## TO BE DONE
Starting at the line with "[indicate] the arborist", return every line through the final one of the data, word for word. Pictures stay out.

-*-*-

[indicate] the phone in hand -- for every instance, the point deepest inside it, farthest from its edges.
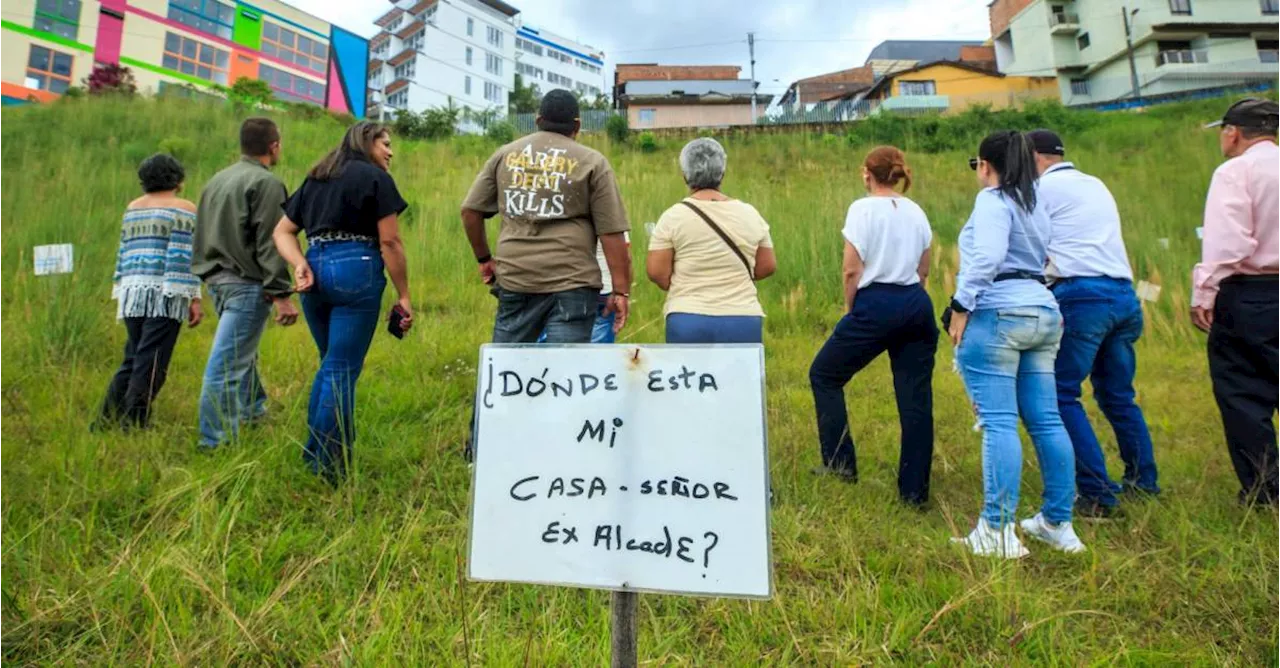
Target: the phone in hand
(396, 323)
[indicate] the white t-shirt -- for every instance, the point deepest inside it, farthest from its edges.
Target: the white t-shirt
(891, 236)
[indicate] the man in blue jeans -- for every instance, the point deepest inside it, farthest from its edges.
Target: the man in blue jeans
(1104, 321)
(236, 257)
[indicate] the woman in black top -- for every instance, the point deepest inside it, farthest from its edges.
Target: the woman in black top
(350, 209)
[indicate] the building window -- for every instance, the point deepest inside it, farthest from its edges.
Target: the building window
(293, 47)
(49, 71)
(1269, 51)
(291, 87)
(1179, 54)
(493, 92)
(917, 87)
(197, 59)
(407, 69)
(59, 17)
(205, 15)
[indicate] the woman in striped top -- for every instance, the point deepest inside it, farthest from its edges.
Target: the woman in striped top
(154, 289)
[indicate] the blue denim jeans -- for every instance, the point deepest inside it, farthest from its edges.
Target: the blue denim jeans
(602, 332)
(691, 328)
(232, 392)
(1104, 320)
(1006, 358)
(343, 311)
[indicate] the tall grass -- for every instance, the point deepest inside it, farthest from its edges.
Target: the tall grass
(136, 549)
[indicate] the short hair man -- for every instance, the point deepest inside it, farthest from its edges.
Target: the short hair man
(236, 257)
(1102, 320)
(1237, 294)
(556, 198)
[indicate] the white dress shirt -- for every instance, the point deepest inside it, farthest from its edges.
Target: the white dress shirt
(1086, 220)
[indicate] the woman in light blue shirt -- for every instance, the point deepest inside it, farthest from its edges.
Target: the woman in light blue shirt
(1008, 329)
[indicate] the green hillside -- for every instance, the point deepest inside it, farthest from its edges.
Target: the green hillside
(137, 549)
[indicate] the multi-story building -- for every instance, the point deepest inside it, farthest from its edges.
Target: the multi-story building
(545, 60)
(1178, 45)
(440, 53)
(48, 46)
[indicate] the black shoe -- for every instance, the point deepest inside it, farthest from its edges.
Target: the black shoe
(845, 475)
(1095, 509)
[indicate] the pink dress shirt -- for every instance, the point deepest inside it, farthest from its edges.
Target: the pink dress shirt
(1242, 222)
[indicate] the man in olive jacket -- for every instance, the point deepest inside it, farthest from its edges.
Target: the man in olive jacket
(236, 257)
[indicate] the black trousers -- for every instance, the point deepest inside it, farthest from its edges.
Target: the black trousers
(1244, 364)
(144, 371)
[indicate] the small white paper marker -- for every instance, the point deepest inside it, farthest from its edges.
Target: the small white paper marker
(58, 259)
(1148, 292)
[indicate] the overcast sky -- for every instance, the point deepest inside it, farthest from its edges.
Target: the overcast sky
(795, 39)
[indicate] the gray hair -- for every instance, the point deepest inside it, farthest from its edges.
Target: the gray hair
(703, 161)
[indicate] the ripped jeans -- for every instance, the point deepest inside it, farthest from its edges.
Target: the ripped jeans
(1006, 358)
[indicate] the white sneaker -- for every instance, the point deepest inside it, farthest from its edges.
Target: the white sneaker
(1060, 538)
(987, 541)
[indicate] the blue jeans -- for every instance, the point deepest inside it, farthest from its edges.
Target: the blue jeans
(1104, 320)
(1006, 358)
(343, 311)
(602, 332)
(899, 320)
(690, 328)
(232, 392)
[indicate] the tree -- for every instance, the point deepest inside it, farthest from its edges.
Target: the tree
(110, 78)
(524, 99)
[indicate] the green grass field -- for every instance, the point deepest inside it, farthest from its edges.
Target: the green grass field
(140, 550)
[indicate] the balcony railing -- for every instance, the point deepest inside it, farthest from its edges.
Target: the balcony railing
(1183, 58)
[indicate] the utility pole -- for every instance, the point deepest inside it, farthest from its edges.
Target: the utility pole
(1128, 39)
(750, 45)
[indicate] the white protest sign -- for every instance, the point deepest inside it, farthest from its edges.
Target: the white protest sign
(58, 259)
(638, 469)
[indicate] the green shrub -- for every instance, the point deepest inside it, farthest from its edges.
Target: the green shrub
(501, 132)
(618, 128)
(647, 142)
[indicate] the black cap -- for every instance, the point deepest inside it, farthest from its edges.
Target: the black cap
(1046, 142)
(558, 111)
(1251, 113)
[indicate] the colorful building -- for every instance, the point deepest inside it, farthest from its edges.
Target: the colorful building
(950, 87)
(48, 46)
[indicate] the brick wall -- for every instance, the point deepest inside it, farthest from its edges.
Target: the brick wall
(1002, 13)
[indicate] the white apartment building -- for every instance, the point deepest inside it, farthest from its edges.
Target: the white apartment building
(434, 53)
(547, 62)
(1178, 45)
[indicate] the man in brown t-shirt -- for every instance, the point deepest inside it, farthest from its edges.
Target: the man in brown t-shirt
(556, 198)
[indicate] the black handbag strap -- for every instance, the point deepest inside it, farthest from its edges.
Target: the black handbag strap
(732, 246)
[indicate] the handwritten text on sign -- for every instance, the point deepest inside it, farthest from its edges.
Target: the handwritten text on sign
(622, 467)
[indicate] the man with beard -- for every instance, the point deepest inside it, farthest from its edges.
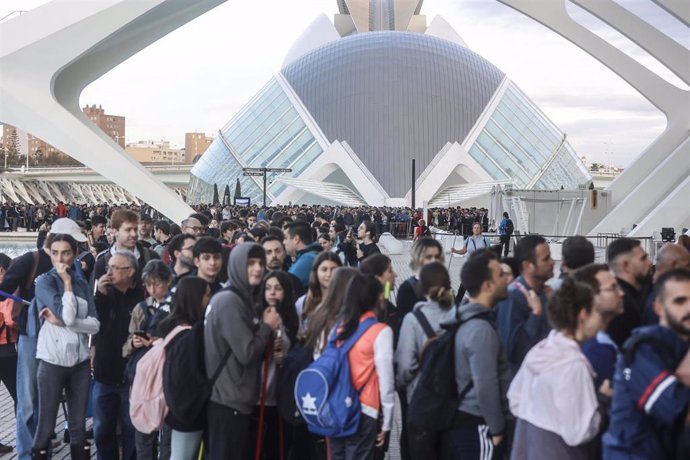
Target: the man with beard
(632, 267)
(649, 413)
(608, 301)
(670, 256)
(125, 224)
(482, 371)
(181, 253)
(275, 253)
(522, 318)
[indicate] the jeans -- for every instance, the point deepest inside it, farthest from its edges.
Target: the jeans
(51, 381)
(27, 395)
(185, 446)
(153, 446)
(359, 446)
(110, 404)
(505, 242)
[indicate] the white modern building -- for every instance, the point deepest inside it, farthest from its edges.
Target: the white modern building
(358, 99)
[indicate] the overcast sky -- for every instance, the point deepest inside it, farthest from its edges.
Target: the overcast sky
(199, 76)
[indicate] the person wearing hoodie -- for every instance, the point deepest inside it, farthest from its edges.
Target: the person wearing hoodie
(67, 309)
(553, 395)
(435, 284)
(482, 372)
(233, 323)
(651, 398)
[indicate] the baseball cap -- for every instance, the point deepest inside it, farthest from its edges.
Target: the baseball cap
(69, 227)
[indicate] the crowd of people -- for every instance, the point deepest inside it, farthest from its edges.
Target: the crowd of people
(233, 307)
(399, 221)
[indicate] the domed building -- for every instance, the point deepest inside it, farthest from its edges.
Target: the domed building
(361, 99)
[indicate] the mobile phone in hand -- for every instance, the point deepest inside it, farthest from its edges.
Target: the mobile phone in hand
(141, 334)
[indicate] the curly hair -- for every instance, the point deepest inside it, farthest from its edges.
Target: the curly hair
(567, 302)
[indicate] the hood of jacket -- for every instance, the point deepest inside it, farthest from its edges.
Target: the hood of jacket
(237, 267)
(554, 351)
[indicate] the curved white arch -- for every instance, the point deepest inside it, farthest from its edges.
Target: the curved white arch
(50, 54)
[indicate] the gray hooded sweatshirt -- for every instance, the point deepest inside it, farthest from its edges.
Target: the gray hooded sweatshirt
(480, 357)
(411, 344)
(232, 322)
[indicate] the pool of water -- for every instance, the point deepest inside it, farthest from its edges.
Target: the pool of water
(16, 249)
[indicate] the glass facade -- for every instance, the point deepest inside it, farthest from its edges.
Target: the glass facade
(521, 144)
(267, 132)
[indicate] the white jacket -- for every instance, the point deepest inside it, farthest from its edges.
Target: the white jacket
(67, 345)
(554, 390)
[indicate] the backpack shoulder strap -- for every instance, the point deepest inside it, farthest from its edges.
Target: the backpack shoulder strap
(428, 330)
(632, 345)
(34, 268)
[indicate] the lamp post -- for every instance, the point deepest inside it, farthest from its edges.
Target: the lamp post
(262, 172)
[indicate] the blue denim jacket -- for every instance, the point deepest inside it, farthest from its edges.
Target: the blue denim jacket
(63, 345)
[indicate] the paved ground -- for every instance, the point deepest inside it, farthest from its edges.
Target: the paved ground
(7, 420)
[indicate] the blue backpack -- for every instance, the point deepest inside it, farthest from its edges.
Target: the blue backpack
(324, 394)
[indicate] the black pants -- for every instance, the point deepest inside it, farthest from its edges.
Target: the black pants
(470, 441)
(404, 429)
(359, 446)
(505, 242)
(51, 380)
(8, 376)
(276, 434)
(228, 433)
(423, 445)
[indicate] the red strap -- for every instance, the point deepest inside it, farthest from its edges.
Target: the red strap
(281, 437)
(648, 391)
(262, 405)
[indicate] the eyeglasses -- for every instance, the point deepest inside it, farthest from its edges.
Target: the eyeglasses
(614, 288)
(113, 267)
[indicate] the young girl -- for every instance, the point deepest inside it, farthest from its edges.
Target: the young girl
(424, 251)
(366, 232)
(371, 369)
(435, 284)
(319, 279)
(276, 292)
(190, 301)
(553, 395)
(69, 315)
(321, 321)
(143, 330)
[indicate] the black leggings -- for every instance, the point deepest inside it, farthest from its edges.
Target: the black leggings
(52, 380)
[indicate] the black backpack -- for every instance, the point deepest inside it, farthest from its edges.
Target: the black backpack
(186, 387)
(510, 228)
(436, 398)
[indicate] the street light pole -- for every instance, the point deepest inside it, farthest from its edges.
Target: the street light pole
(263, 172)
(264, 187)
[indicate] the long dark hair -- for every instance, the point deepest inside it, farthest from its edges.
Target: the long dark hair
(286, 308)
(314, 294)
(323, 318)
(362, 295)
(186, 304)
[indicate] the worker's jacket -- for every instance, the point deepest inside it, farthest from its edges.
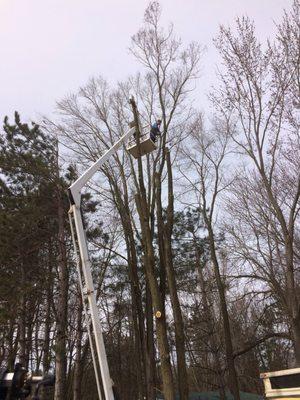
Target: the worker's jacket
(154, 131)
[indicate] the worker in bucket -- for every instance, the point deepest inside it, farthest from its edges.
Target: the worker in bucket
(155, 130)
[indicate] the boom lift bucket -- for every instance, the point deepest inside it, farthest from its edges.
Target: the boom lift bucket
(282, 385)
(146, 145)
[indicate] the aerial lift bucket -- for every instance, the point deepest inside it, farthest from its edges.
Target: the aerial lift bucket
(282, 385)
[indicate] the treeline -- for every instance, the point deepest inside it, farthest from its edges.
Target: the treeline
(194, 247)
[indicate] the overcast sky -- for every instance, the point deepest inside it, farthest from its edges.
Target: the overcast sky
(49, 48)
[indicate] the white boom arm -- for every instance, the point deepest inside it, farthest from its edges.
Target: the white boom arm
(84, 270)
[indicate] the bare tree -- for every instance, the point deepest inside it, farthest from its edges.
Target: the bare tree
(260, 93)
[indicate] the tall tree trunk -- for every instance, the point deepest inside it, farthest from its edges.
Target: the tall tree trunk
(61, 323)
(22, 320)
(149, 261)
(78, 367)
(210, 323)
(150, 354)
(233, 381)
(165, 231)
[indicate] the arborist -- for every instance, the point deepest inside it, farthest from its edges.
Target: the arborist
(155, 130)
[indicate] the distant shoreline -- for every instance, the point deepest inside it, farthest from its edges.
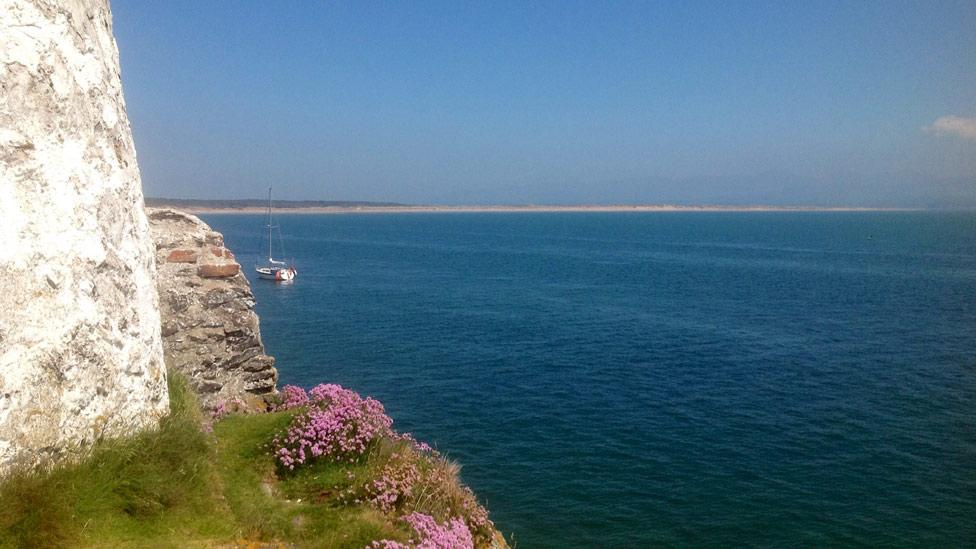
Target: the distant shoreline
(283, 208)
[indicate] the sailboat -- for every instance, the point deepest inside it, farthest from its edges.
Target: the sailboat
(280, 271)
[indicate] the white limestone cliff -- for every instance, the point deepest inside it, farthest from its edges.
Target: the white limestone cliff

-*-*-

## FINAL RESULT
[indicate] the arborist -- for every instance, the point deepest inside it, farthest from its edges.
Target: the arborist
(155, 130)
[indicate] the distant shoreline -- for every instance, the point deepest inside it, farthest from its edges.
Target: the distant shoreline
(283, 208)
[indicate] the sailboat -- for every instance, the point deepest inside it, farthest from its edges.
Target: the sailboat
(280, 271)
[indicate] the white limestone cliff -- for every instance, the point deepest inside it, farthest from its edges.
Target: the white limestone cliff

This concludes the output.